__Dataset records__

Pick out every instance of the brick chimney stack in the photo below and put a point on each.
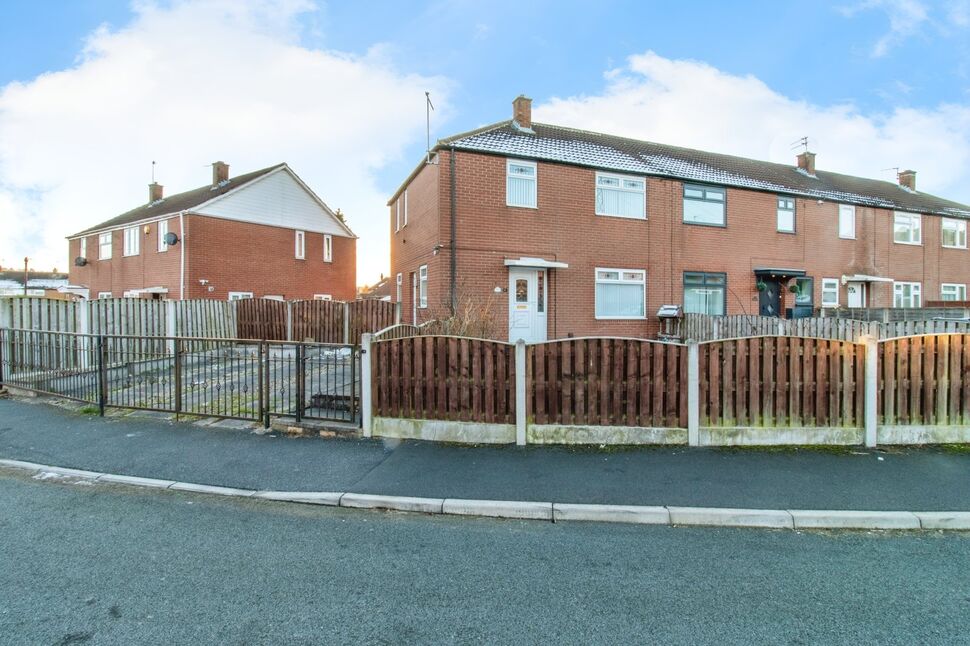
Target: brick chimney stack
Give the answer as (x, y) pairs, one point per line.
(806, 161)
(907, 179)
(522, 111)
(220, 172)
(154, 192)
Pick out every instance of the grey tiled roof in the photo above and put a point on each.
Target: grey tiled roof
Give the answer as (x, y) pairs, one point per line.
(179, 202)
(608, 152)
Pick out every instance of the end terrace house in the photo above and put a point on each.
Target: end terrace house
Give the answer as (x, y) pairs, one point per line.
(260, 234)
(560, 232)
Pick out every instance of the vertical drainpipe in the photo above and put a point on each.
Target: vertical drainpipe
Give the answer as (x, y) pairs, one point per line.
(454, 234)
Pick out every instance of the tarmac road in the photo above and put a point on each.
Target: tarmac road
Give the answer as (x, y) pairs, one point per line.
(102, 564)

__What the exercise asks__
Reply with every line of the listing that has the string "brick".

__Exercise solution__
Pick out every instance of the brick chimney stack in the photo below and put a point on each.
Target: brick chimney stack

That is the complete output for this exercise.